Celebrity fashion is now very much part of life and seems to have seeped into the new generation of boys and girls as they see their favorite celebrities sporting latest styles in movies, on television and at popular events. The glamor world has come to stay and youngsters long to be part of it.
Millions of teenagers look up to celebrities for latest styles in terms of dresses and accessories, such as, jewelry, shoes and cosmetics, and use the first opportunity to imitate them. Youngsters love to emulate their favorite celebrities, as for them they are true divas and style icons. “Since decades, celebrities have been the role models for youngsters, as whatever these models wear tends to become a rage,” says Noora Aljabr, a young fashion designer.
Nowadays, however, the trend of emulating celebrities is affecting all areas of life of these youngsters, including the way they walk and talk, the outfits they wear, and so on. In fact, often they end up copying styles that don't even suit them.
“Some youngsters follow fashion habits, which are not worth and end up becoming poor replicas,” says Sameera Javed, a Pakistani fashion-conscious housewife. “We do believe that our youngsters get influenced by watching their favorite celebrities or actors and think that imitating what they see is cool, popular, trendy, modern and stylish. But what is not so readily accepted in society is whatever passes in the name of fashion, such as the growing trend of tattoos and body piercing, which is labeled as a style statement. Not only youngsters but also children have been dazzled by such trends,” she said.
Echoing similar sentiments is a young Indian schoolteacher, Sanaa Hashim. “Our youths are getting smoothly carried away by the trends popularized by celebrities. And they think that they must keep up with the latest ones even though their parents cannot afford it,” she says. “Fashion is awesome and can be adopted but some part of fashion needs to tone down as younger kids are adopting anything in the name of fashion. Being fashionable is not bad but being fashionable by embracing body piercing or tattoos is a problem.”
It is true that people aspire to be like someone famous. And to become that someone they are willing to pay a premium for quality, design and exclusivity. Fashion is not all about spending lump-sum amount on designers but also ensuring that it makes us look good and is comfortable. Everyone is different so what suits one person will not suit everyone.

== PROBLEMS TO WORK ON ==
1. In the article on celebrity fashion, what is Noora Aljabr's occupation?
2. Name every person quoted in the article on celebrity fashion.
3. Continue the article on celebrity fashion from its last sentence.

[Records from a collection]
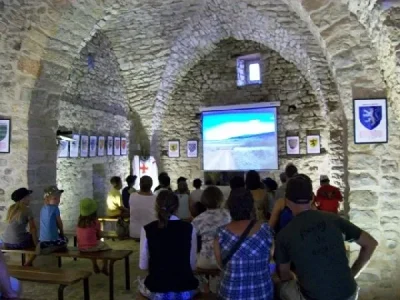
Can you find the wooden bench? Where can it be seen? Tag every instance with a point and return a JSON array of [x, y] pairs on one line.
[[201, 296], [63, 278], [111, 255], [103, 220]]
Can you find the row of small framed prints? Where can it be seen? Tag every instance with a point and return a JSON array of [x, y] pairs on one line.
[[313, 144], [92, 146]]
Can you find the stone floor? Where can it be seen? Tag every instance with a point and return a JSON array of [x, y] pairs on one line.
[[98, 283]]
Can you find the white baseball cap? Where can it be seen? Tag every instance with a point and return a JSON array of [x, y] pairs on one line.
[[323, 178]]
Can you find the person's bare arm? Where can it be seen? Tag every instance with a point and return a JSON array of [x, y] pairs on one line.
[[284, 272], [60, 226], [368, 245], [278, 207], [217, 252], [33, 231]]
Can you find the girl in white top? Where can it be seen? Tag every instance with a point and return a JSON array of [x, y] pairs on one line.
[[141, 207], [195, 196], [182, 193]]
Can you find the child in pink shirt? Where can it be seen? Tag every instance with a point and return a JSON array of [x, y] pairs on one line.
[[88, 232]]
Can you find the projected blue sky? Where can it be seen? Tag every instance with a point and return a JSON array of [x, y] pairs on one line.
[[234, 123]]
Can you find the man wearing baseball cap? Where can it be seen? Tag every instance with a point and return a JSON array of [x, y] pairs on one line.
[[328, 196], [312, 244]]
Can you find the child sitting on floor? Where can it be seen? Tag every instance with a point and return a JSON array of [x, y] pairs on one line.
[[19, 216], [51, 227], [88, 232]]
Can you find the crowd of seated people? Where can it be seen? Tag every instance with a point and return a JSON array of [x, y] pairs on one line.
[[267, 241]]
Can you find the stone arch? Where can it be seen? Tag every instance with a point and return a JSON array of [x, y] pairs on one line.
[[208, 29]]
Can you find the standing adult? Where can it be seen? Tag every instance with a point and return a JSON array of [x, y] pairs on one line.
[[207, 224], [141, 207], [128, 190], [242, 249], [168, 251], [290, 171], [313, 244], [270, 188], [160, 185], [164, 183], [328, 196], [253, 184]]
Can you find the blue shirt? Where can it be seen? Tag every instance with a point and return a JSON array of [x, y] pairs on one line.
[[48, 223]]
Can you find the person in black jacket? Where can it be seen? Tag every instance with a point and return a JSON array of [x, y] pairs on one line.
[[168, 249]]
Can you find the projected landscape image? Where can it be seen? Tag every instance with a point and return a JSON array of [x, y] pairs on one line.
[[240, 140]]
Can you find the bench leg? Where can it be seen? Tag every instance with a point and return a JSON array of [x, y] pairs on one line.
[[75, 245], [61, 292], [127, 274], [86, 293], [111, 280]]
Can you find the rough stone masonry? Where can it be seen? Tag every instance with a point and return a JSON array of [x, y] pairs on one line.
[[152, 51]]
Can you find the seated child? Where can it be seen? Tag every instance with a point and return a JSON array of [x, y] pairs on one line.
[[51, 227], [88, 232], [19, 216], [10, 288], [115, 207]]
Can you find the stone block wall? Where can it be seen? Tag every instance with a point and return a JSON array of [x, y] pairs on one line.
[[94, 103], [213, 82]]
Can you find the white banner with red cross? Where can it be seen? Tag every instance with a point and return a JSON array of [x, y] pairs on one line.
[[145, 167]]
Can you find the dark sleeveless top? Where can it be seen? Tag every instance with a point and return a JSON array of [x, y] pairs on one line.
[[169, 257], [284, 218]]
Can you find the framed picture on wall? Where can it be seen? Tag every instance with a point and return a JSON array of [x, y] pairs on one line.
[[110, 145], [313, 144], [124, 146], [173, 149], [370, 121], [117, 146], [5, 135], [74, 146], [93, 146], [101, 146], [63, 148], [292, 145], [84, 145], [192, 149]]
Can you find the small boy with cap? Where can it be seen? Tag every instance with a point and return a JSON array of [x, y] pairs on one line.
[[328, 196], [88, 232], [51, 227]]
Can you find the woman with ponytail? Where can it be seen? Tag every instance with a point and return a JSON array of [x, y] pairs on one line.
[[19, 216], [168, 249]]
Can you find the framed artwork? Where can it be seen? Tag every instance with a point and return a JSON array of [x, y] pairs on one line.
[[313, 144], [192, 149], [5, 135], [173, 149], [124, 146], [110, 145], [101, 146], [84, 145], [370, 121], [93, 146], [74, 146], [117, 146], [292, 145], [63, 148]]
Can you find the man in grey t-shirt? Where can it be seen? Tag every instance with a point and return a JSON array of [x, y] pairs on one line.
[[312, 245]]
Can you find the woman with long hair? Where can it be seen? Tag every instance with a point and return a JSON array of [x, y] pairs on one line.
[[168, 251], [19, 216], [254, 185], [243, 249]]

== RESULTS OF THE TASKS ==
1. She is a young fashion designer.

2. Noora Aljabr, Sameera Javed, Sanaa Hashim

3.
Young boys and girls are of the view that the older generation must admit that this is a fashion era and they cannot keep them away from it. For centuries, individuals or societies have used clothes and other body adornment as a form of nonverbal communication to indicate occupation, rank, gender, locality, class, wealth and group affiliation. Fashion is a form of free speech. It not only embraces clothing, but also accessories, jewelry, hairstyles, beauty and body art. What we wear, and how and when we wear it, provides others a glimpse of a social situation.
Today an inability to refashion and reshape our bodies while constantly monitoring the cultural ideal leaves us failing the fashion test. Those that pass the fashion test invariably spend their lives absorbed in a circle of diet, exercise, cosmetic surgery and other regimes. This includes the rigors of shopping in search of the ultimate garb.
Our reluctance to give ourselves a regular makeover through diet, exercise, and the conscious use of specific dress styles infers that we have the personality flaws of a weak willed human. We become in the eyes of fashion aficionados somewhat inadequate and imperfect in the fashion stakes. Thus we strive to keep a culturally satisfying appearance so that we feel better, whereas, in fact, we are striving to stay in a particular group or society, whatever type that may be.
“Group affiliation is our prime concern with regard to fashion. As long as some group similarity is identified within the group, our personal fashion, whether current or dated, can belong to any group. It is the sense of belonging marked by how we fashion ourselves that gives us the social connection,” says a sociologist. “An innate characteristic of human beings is the desire to strive for differentiation. And in pursuit of this, they use fashion as a means to identify clearly the many different roles that a person plays.”